Mitten in dieser verzwei­felten Lage gelang ihm die lebens­ret­tende Flucht.

Immer wieder erinnert sich der heute 94-Jährige an die letzten Worte seiner Mutter: „Wir werden zum Sterben geführt – aber du, Wolodja, musst am Leben bleiben. Und dann kehrt Papa zurück und du musst ihm alles erzählen.“ Im Nach­hinein erwies sich das als prophe­tisch. „Aber woher sie das wusste, das kann ich Ihnen nicht sagen“, murmelt er. Noch heute kommen Koltsch­in­skyj bei der Erin­ne­rung die Tränen.

„Ich musste einfach etwas tun,“ sagt er. Die entschei­dende Chance ergab sich in einer engen Straße: „Da stand eine Stra­ßen­bahn, und die Rumänen waren gezwungen auf der anderen Seite zu gehen“. Kurz aus dem Blickfeld der Aufpasser, sprang er in den Waggon und versteckte sich unter einer Sitzbank. „Da blieb ich, bis es dunkel wurde.“

Die anderen 25,000 wurden in die Muni­ti­ons­ba­ra­cken gesperrt, die dann ange­zündet wurden. Die meisten von ihnen verbrannten bei leben­digem Leib. Wer zu fliehen versuchte, wurde von MG-Salven und Hand­gra­naten getötet. Nachher, erinnert sich Koltsch­in­skyj, „war in der ganzen Stadt der Geruch von verbranntem Fleisch in der Luft“.

Der 16-Jährige war am Leben geblieben, aber für ihn begann die viel­leicht schwerste Zeit seines Lebens. Wo sollte er unter­kommen? Wer Juden versteckte, riskierte stand­recht­lich erschossen zu werden. „Ich hatte nichts zu essen, nichts zu wohnen.“ Ein Freund, der bulga­ri­scher Abstam­mung war, nahm ihn für eine Nacht auf, aber setzte ihn morgens vor die Tür, als seine Eltern kamen.

Gerettet wurde er von zwei jugend­li­chen Schwes­tern, die mit ihm in eine leer­ste­hende Wohnung zogen und ihm Papiere eines gleich­alt­rigen Verwandten besorgten, mit denen Koltsch­in­skyj sich ausweisen konnte.

Als Odessa 1944 befreit wurde, kehrte sein Vater aus einem Lazarett in Sibirien zurück – so wie es seine Mutter vorher­ge­sagt hatte. Der mitt­ler­weile voll­jäh­rige Koltsch­in­skyj begann eine Unter­of­fi­zier­aus­bil­dung in der Roten Armee. Sieben Jahre blieb er Soldat und am Ende, sagt er, musste er sein Leben wieder ganz von vorne beginnen.
====
* [AUFGABEN]:
(a) Entscheide für jede der folgenden Aussagen, ob sie mit dem Artikel übereinstimmt, und belege deine Antwort mit den entscheidenden Worten aus dem Artikel: (i) Koltschinskyj versteckte sich in einer Straßenbahn unter einer Sitzbank. (ii) Ein Freund bulgarischer Abstammung nahm ihn für mehrere Wochen auf. (iii) Sein Vater kehrte aus einem Lazarett in Sibirien zurück, als Odessa 1944 befreit wurde.
(b) Wie viele Jahre blieb Koltschinskyj laut dem Artikel Soldat?

* [VORLIEGENDE DATENSÄTZE]:
====
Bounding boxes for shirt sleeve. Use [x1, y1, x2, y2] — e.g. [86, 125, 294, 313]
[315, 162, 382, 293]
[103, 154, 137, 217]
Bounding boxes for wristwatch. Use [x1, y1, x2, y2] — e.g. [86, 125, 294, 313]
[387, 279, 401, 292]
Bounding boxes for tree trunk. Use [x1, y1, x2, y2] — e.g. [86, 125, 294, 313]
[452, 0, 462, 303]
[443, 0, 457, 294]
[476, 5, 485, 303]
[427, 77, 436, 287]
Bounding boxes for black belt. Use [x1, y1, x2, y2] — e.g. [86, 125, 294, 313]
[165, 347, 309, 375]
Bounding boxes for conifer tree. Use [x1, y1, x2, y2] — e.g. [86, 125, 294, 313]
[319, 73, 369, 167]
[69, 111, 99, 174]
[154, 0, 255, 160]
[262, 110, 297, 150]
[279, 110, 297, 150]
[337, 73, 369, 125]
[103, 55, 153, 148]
====
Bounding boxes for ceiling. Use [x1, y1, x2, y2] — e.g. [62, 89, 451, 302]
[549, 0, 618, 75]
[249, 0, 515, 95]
====
* [LÖSUNGEN]:
(a)
(i) Ja: „sprang er in den Waggon und versteckte sich unter einer Sitzbank“
(ii) Nein: „nahm ihn für eine Nacht auf, aber setzte ihn morgens vor die Tür“
(iii) Ja: „Als Odessa 1944 befreit wurde, kehrte sein Vater aus einem Lazarett in Sibirien zurück“

(b) Sieben Jahre.